- [WHAT YOU WILL DO]
Reproduce word for word the portion of the appeal judgment that starts at "[11] Appellant was" and stops after "the appellant’s favour.".

- [PASSAGE]
_ _ _ _

4.2. The J88 report completed by the witness Doctor Themba Khambule corroborated complaint’s evidence with regard to the injuries suffered and the treatment she suffered at the hands of the appellant.
[5] After testing complainant’s competence as a witness and weighing her evidence and that of the other state witnesses against that of the appellant, the magistrate found that the state had proved its case beyond a reasonable doubt and convicted the appellant.
[6] It is correct that the charge sheets attached to the case record refer to different accused and case numbers. However, the contents thereof refer to the complainant in this case, date of offences and charges pertaining to the subject matter of this case. The rest of the record seems to indicate a typographical error in the said charge sheets.
[7] It is also correct that the Magistrate concluded that there were substantial and compelling circumstances present which enabled the court a quo to deviate from the sentence of life imprisonment prescribed in the Criminal Law Amendment Act 105 of 1997 (commonly referred to as the Minimum Sentences Act).
[8] The court a quo found the following to be mitigating factors:
Appellant is a first offender who is not married, unemployed and without dependants. He spent 38 months in prison pending the outcome of the trial. The magistrate also considered in appellant’s favour that complainant, who was twelve (12) years old when she testified did not appear to show any residual adverse effects whilst testifying in court.
[9] Despite the Magistrate’s deviation from the sentence prescribed in the Minimum Sentences Act, counsel for the appellant submits that twenty three years (23) for the count of rape is shockingly harsh and inappropriate in the circumstances. At the same time counsel correctly concedes that the rape, particularly of young children, is considered in a very serious light and that it should be visited with appropriately stringent sentences.
[10] The fact is, whilst guidance must inevitably be sought by the sentencing court from other similar cases, it is not a purely mathematical or mechanical process. Each case should be judged on its own merits.
[11] Appellant was forty three (43) years old at the time of the commission of this offence without having had a brush with the law. This is a factor that ought to have weight heavily in the appellant’s favour.

_ _ _ _

- [GIVEN DATA]
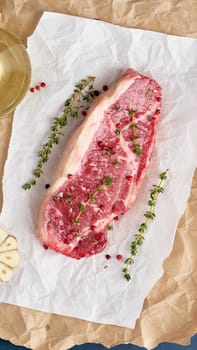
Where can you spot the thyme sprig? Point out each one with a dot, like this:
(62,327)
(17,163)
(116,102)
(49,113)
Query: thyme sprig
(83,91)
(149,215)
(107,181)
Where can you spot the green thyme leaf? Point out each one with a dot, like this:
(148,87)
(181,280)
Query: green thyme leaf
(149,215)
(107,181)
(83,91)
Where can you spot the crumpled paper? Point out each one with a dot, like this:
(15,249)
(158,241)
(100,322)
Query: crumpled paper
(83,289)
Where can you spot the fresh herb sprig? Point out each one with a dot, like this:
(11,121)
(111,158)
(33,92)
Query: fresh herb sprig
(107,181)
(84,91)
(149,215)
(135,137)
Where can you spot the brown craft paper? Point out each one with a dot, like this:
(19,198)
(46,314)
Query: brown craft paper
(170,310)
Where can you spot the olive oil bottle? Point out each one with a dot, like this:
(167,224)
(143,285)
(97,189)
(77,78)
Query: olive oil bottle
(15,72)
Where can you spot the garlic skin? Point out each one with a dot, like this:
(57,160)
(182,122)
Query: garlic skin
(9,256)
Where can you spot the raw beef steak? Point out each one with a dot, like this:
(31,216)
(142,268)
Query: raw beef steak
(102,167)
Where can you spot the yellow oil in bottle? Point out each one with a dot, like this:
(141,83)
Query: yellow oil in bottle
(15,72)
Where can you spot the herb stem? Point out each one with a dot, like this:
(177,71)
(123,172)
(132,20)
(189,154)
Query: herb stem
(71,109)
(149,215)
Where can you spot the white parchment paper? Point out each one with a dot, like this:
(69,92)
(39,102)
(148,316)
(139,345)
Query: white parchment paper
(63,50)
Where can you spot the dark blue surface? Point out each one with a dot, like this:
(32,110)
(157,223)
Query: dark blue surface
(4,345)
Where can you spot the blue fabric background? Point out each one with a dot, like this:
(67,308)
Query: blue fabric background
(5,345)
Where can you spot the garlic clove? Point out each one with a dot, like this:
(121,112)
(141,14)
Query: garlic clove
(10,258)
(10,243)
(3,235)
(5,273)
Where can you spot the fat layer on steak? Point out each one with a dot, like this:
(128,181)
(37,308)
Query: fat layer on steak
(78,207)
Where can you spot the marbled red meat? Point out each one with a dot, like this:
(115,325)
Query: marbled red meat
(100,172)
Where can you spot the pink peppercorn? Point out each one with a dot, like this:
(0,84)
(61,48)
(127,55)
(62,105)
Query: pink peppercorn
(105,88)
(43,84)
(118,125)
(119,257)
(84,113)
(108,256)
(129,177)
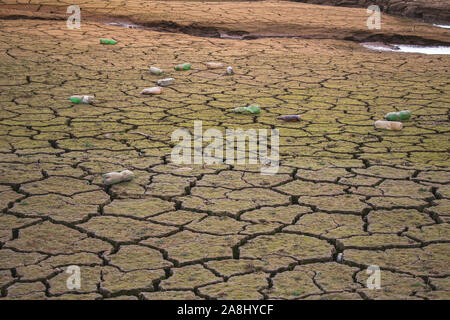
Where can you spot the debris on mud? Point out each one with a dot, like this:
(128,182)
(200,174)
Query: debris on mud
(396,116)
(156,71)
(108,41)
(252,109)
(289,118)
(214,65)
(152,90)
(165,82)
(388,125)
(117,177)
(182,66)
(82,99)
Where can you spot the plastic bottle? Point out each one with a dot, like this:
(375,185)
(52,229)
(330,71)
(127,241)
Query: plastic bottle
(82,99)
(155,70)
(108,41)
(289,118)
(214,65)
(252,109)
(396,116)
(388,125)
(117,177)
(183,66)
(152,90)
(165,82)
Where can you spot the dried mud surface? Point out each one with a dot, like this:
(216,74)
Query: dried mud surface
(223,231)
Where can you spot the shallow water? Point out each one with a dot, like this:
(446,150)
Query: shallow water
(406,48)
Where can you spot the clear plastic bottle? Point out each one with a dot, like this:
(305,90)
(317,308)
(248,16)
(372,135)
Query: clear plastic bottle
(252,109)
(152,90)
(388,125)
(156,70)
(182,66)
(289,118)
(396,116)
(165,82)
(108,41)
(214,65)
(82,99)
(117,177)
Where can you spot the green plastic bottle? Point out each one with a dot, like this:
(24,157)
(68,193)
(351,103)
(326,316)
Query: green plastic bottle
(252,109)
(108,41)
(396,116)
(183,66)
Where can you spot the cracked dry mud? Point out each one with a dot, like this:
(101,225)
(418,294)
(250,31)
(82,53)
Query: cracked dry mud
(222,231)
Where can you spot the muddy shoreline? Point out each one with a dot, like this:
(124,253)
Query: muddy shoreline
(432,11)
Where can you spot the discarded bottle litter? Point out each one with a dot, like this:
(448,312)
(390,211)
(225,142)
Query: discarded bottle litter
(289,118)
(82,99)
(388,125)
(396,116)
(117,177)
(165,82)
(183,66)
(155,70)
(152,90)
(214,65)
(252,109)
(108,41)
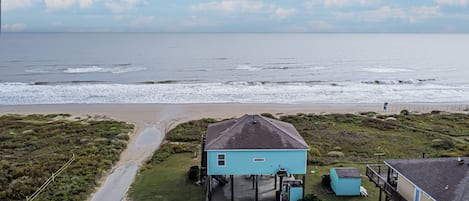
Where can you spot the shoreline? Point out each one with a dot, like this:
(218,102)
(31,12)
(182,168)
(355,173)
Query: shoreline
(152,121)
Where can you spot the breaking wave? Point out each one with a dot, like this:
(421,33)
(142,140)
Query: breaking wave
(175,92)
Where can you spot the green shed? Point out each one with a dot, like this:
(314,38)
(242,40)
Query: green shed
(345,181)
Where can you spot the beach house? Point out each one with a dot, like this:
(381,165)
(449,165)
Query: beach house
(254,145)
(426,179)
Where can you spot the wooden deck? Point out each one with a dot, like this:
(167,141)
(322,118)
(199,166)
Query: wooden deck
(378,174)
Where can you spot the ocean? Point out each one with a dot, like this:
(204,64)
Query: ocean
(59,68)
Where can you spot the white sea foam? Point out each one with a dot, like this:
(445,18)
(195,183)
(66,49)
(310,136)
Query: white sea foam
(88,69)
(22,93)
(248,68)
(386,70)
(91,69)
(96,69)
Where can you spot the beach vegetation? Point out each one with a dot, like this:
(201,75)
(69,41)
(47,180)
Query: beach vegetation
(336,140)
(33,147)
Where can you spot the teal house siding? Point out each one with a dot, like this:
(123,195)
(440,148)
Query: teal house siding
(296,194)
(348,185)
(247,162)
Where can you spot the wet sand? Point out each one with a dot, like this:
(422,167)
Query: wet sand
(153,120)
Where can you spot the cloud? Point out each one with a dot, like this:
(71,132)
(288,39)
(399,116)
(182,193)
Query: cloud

_ _ _ _

- [ANSWER TO THIS TASK]
[11] Appellant was forty three (43) years old at the time of the commission of this offence without having had a brush with the law. This is a factor that ought to have weight heavily in the appellant’s favour.